* Begin *
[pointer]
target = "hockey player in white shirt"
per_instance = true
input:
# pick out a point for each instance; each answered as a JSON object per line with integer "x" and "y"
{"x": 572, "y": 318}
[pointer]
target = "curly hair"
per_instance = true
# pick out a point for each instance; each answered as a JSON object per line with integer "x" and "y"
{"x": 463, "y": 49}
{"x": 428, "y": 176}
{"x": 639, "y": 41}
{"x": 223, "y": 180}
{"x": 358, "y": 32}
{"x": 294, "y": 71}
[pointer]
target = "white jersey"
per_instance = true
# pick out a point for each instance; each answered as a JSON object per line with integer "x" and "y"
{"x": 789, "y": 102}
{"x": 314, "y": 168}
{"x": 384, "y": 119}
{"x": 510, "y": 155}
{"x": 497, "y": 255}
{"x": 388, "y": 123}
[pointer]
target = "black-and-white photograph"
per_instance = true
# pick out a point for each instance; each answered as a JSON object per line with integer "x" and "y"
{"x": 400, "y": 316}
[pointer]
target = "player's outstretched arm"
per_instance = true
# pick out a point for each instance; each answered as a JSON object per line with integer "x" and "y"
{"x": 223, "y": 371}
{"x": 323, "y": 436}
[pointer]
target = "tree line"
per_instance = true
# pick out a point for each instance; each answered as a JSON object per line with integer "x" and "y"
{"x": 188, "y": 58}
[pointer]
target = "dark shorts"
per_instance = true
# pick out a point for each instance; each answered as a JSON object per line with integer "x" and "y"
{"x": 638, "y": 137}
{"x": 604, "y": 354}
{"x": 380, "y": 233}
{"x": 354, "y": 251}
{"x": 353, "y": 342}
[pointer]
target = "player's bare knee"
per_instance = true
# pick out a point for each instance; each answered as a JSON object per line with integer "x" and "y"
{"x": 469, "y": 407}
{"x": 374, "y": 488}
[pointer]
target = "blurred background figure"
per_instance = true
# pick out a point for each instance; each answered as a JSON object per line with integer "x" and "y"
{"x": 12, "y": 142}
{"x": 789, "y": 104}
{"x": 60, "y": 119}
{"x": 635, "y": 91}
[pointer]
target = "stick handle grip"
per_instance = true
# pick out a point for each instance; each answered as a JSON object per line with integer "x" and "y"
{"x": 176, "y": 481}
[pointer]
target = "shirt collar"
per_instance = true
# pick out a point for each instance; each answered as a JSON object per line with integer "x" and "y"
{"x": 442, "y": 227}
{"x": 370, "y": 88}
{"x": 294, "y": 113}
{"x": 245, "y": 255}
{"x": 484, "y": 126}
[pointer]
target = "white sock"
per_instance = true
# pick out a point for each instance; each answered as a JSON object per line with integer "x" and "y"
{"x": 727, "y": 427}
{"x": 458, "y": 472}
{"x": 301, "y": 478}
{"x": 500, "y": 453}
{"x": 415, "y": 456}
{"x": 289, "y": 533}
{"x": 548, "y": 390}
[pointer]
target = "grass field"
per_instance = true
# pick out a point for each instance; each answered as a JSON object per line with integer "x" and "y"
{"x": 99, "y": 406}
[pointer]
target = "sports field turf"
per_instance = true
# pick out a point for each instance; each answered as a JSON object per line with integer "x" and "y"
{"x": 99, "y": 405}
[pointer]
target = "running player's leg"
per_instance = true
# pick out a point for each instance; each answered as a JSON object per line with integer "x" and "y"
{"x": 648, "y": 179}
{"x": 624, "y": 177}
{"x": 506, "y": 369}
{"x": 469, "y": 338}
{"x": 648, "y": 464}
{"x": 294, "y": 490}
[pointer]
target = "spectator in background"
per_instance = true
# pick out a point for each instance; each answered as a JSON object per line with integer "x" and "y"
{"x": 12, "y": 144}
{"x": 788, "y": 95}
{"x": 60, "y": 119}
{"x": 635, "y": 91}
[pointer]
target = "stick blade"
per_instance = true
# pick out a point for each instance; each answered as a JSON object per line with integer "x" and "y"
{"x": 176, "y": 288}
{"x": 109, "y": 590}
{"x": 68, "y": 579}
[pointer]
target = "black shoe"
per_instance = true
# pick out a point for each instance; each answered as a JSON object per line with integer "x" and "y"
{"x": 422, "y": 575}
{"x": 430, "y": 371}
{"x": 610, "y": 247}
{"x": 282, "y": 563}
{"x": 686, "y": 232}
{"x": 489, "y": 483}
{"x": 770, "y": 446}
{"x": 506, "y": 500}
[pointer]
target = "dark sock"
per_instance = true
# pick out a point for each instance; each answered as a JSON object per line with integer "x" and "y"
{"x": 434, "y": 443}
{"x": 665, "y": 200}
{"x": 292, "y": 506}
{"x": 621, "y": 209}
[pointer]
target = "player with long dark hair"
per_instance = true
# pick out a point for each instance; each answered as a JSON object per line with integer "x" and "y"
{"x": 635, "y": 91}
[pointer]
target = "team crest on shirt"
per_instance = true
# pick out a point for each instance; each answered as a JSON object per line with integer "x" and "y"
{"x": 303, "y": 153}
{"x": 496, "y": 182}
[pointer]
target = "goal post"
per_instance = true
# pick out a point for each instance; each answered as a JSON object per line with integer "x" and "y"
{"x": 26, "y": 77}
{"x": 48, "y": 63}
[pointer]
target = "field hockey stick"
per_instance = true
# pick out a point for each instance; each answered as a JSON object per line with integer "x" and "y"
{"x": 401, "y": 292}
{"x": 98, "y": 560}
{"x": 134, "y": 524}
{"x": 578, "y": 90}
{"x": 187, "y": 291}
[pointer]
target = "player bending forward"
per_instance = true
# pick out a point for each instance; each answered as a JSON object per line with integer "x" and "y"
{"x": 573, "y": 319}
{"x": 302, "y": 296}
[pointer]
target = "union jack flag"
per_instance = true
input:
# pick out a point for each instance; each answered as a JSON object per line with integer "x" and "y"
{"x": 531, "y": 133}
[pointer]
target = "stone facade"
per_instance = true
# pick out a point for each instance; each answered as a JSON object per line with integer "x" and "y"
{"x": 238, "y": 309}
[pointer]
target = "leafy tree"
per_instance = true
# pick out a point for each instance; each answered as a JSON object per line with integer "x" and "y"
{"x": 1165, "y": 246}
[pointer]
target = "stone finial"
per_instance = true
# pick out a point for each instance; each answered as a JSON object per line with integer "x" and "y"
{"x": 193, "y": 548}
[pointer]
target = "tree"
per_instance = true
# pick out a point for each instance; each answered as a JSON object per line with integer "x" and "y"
* End *
### The exercise
Your task is to extract all of the records exactly.

### Output for this exercise
[pointer]
target = "hockey player in white shirt"
per_instance = true
input:
# pick out a point for each instance; each answered as a JSON object per line with integer "x" and "y"
{"x": 572, "y": 318}
[pointer]
target = "curly hair"
per_instance = true
# pick out a point for each instance; each answered as a JSON object per line with integer "x" and "y"
{"x": 463, "y": 49}
{"x": 428, "y": 176}
{"x": 639, "y": 41}
{"x": 223, "y": 180}
{"x": 358, "y": 32}
{"x": 294, "y": 71}
[pointer]
target = "white jersey"
per_instance = true
# pick out a point for each instance; each answered as a JSON object per line with integer "x" and "y"
{"x": 789, "y": 102}
{"x": 314, "y": 168}
{"x": 384, "y": 119}
{"x": 510, "y": 155}
{"x": 497, "y": 255}
{"x": 388, "y": 123}
[pointer]
target = "black-and-white photograph"
per_instance = true
# pick out a point for each instance; each answered as a JSON object per line with integer "x" and "y"
{"x": 400, "y": 316}
[pointer]
target = "player's outstretched arm"
per_instance = true
# pick out a point for each instance; each answered as a JSON object per line with integer "x" and "y"
{"x": 223, "y": 371}
{"x": 323, "y": 436}
[pointer]
target = "tree line"
per_instance = true
# pick out a point for each instance; each answered as a JSON object per line with integer "x" and "y"
{"x": 188, "y": 58}
[pointer]
target = "dark shorts"
per_instance = true
# pick out a point for each instance; each answered as a JSON object per line with integer "x" and "y"
{"x": 638, "y": 137}
{"x": 604, "y": 354}
{"x": 380, "y": 233}
{"x": 354, "y": 251}
{"x": 353, "y": 342}
[pointer]
target = "player's bare knee"
per_instance = true
# pick out a point for each instance; each answered as a JSON object per line with integer "x" and "y"
{"x": 469, "y": 407}
{"x": 374, "y": 488}
[pointer]
target = "blurred background figure"
per_instance = true
# pick out a point for each instance; each answered as a JSON object per line with integer "x" and "y"
{"x": 12, "y": 142}
{"x": 789, "y": 104}
{"x": 60, "y": 119}
{"x": 635, "y": 91}
[pointer]
target = "stick handle grip"
per_instance = true
# pick out a point for each instance; each answered as a JSON object per line with integer "x" and "y"
{"x": 176, "y": 481}
[pointer]
target = "shirt collar"
per_instance = true
# pick out a point for each instance; each answered as a JSON object per line with integer "x" and "y"
{"x": 442, "y": 227}
{"x": 370, "y": 88}
{"x": 294, "y": 113}
{"x": 245, "y": 255}
{"x": 484, "y": 126}
[pointer]
target = "white sock"
per_instance = true
# pick out a point for each instance; each answered as a JSON object per line with integer "x" and "y"
{"x": 727, "y": 427}
{"x": 458, "y": 472}
{"x": 301, "y": 478}
{"x": 500, "y": 453}
{"x": 415, "y": 456}
{"x": 289, "y": 533}
{"x": 548, "y": 390}
[pointer]
target = "grass field"
per_instance = true
# pick out a point for each instance; each answered as a JSON object per line with integer "x" and "y"
{"x": 99, "y": 406}
[pointer]
target = "sports field turf"
per_instance = true
# pick out a point for each instance; each answered as a JSON object per line with integer "x" and "y"
{"x": 99, "y": 405}
[pointer]
target = "running player's leg"
per_instance = true
# pick out a point for each instance; each answered as a JSON object per line with integer "x" and "y"
{"x": 648, "y": 179}
{"x": 624, "y": 177}
{"x": 506, "y": 369}
{"x": 469, "y": 338}
{"x": 648, "y": 464}
{"x": 294, "y": 490}
[pointer]
target = "spectator in background"
per_instance = true
# pick out a point for each instance; each answered as a JSON object per line with integer "x" and "y"
{"x": 12, "y": 144}
{"x": 788, "y": 95}
{"x": 60, "y": 119}
{"x": 635, "y": 91}
[pointer]
target = "stick blade"
per_instance = true
# pick out a point for each instance; each answered as a JSON object per line with integer "x" and "y"
{"x": 176, "y": 288}
{"x": 109, "y": 590}
{"x": 68, "y": 579}
[pointer]
target = "black shoe"
per_instance = true
# pick out a point for each instance; each answered as a JSON object per line with integer "x" and "y"
{"x": 422, "y": 575}
{"x": 430, "y": 371}
{"x": 610, "y": 247}
{"x": 282, "y": 563}
{"x": 686, "y": 232}
{"x": 489, "y": 483}
{"x": 770, "y": 446}
{"x": 506, "y": 500}
[pointer]
target = "dark sock"
per_instance = true
# pick out a point for each instance; each answered as a JSON object per line with integer "x" and "y"
{"x": 434, "y": 443}
{"x": 665, "y": 200}
{"x": 292, "y": 506}
{"x": 621, "y": 209}
[pointer]
target = "player with long dark hair"
per_instance = true
# pick out a point for each instance; each answered as a JSON object per line with integer "x" and "y"
{"x": 635, "y": 91}
[pointer]
target = "team crest on shirt"
per_instance = true
# pick out a point for each instance; each answered as a JSON object per line with integer "x" and "y"
{"x": 303, "y": 153}
{"x": 496, "y": 182}
[pointer]
target = "goal post"
per_instance = true
# pick out a point for each instance; each answered as a JSON object per line with integer "x" and "y"
{"x": 26, "y": 77}
{"x": 48, "y": 63}
[pointer]
target = "field hockey stick"
per_instance = true
# pick out a point for each instance; each answered as a JSON object per line with integer "x" and "y"
{"x": 401, "y": 292}
{"x": 98, "y": 560}
{"x": 134, "y": 524}
{"x": 578, "y": 90}
{"x": 187, "y": 291}
[pointer]
target = "player bending forward"
per_instance = true
# pick out a point for each instance; each answered as a JSON object per line with integer "x" and "y"
{"x": 573, "y": 319}
{"x": 302, "y": 296}
[pointer]
target = "union jack flag"
per_instance = true
input:
# pick out a point for each instance; each answered as a JSON object per line with integer "x" and "y"
{"x": 531, "y": 133}
[pointer]
target = "stone facade"
per_instance = true
# pick out a point for each instance; each answered as a JSON object per line with integer "x" and "y"
{"x": 238, "y": 309}
[pointer]
target = "leafy tree"
per_instance = true
# pick out a point for each instance; each answered as a JSON object per line with integer "x" and "y"
{"x": 1165, "y": 246}
[pointer]
target = "stone finial"
per_instance = true
# pick out a point for each instance; each answered as a JSON object per line with integer "x" and "y"
{"x": 193, "y": 548}
[pointer]
target = "tree"
per_instance = true
# pick out a point for each instance; each answered as a JSON object per line with integer "x" and "y"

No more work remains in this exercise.